Alıştırma yönergeleri -
a) Organizasyonu anlatan metinde "Çocuklar saatlerce oyun" sözleriyle başlayıp "kadar devam etti." sözleriyle biten kısmı, "Çocuklar" yerine "Minikler" koyarak yeniden yazar mısın?
b) Organizasyonu anlatan metnin devamını, son cümlesinden sonrasını getirerek yazar mısın?

Metin -
══════════════════════════════

Çocuklar saatlerce oyun oynadılar. Kimi zaman kendi kendilerine, kimi zaman bizlerle. Erkekler maç bile yaptı çamların altında. Saat 11:00'de başlayan günümüz 18:00'e kadar devam etti.

Bu gece yatağa yattığımda içimde tarifsiz bir mutluluk vardı. Sevdiğim onca insan ile yalnız olmadığımızı hissettiğimiz bir günün sonu, yüzümüzde tarifsiz bir gülümseme ve huzur ile son buldu. 

Bazen bana böylesine bir organizasyonu neden yaptığımı soranlar oluyor. Elbette kreşte 10 kişi ile bir doğum günü de olamaz mı? Niye olmasın. Ne var ki aşağıda paylaştığım fotoğraf kareleri benim tek cevabım.  

Ailemizin en büyüğü olan anneannem, son dönemde yürümekte zorluk çekiyor. Bir de omuz kırığı atlattı. Tam saatinde bizimleydi. Daha büyük bir mutluluk olabilir mi. Ailemin benim her acayip organizasyonumda arkamda olduğunu bilmek o kadar inanılmaz ki. Biz kalabalık bir aile değiliz ama ne var ki, kendi seçimlerimiz ile kurduğumuz hayatta hiç de yalnız değiliz. Dilerim öyle de devam eder hayat...

══════════════════════════════

Gösterilen kayıtlar -

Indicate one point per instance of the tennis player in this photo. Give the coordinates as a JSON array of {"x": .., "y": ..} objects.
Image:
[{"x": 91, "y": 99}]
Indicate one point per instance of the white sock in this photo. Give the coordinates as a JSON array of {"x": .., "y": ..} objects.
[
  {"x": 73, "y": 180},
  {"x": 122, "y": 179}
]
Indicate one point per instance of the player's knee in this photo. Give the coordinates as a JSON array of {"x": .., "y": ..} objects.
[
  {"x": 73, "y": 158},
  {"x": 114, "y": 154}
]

══════════════════════════════

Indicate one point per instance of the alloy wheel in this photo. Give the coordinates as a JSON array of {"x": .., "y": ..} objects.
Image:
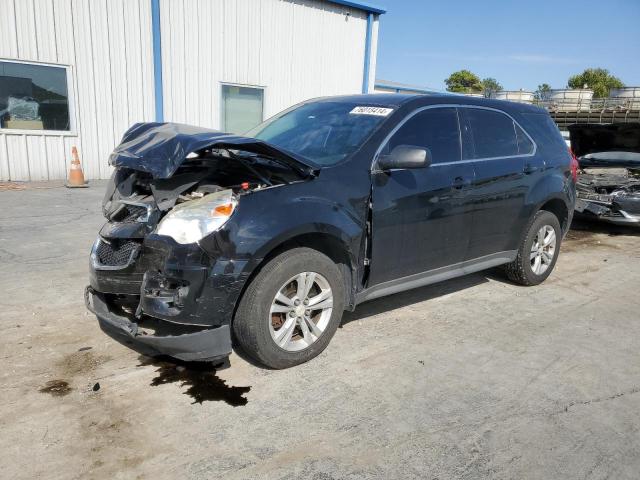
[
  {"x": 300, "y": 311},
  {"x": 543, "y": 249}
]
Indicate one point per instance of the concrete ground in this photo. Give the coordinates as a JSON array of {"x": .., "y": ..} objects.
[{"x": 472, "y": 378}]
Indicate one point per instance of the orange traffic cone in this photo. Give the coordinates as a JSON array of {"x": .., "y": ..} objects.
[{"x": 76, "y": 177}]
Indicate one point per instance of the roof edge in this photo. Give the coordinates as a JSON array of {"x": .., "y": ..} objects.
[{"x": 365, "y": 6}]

══════════════════════════════

Alıştırma yanıtları -
a)
Minikler saatlerce oyun oynadılar. Kimi zaman kendi kendilerine, kimi zaman bizlerle. Erkekler maç bile yaptı çamların altında. Saat 11:00'de başlayan günümüz 18:00'e kadar devam etti.

b)
Sevgili Ece,
 Güzel bir günde, elimizden geldiğince kutladık 4 yaş doğum gününü. Mumunu üflerken sen o küçücük dudaklarının arasından çıkarttığın kuvvetli nefesinle, ben senin için her günün bir öncekinden daha iyi olmasını diledim. Sana sorduğumda ise sen: " Bir an önce okulun açılmasını ve okuma yazma öğrenmeyi diledim" dedin. Çok şaşırttın beni. Gerek var mı minnoşum aceleye. Sen benim küçücüğümsün. Lütfen hayatı hızlandırmayı dileme ve hep anın adını çıkart, çok zor olsa da...
Seni seviyoruz...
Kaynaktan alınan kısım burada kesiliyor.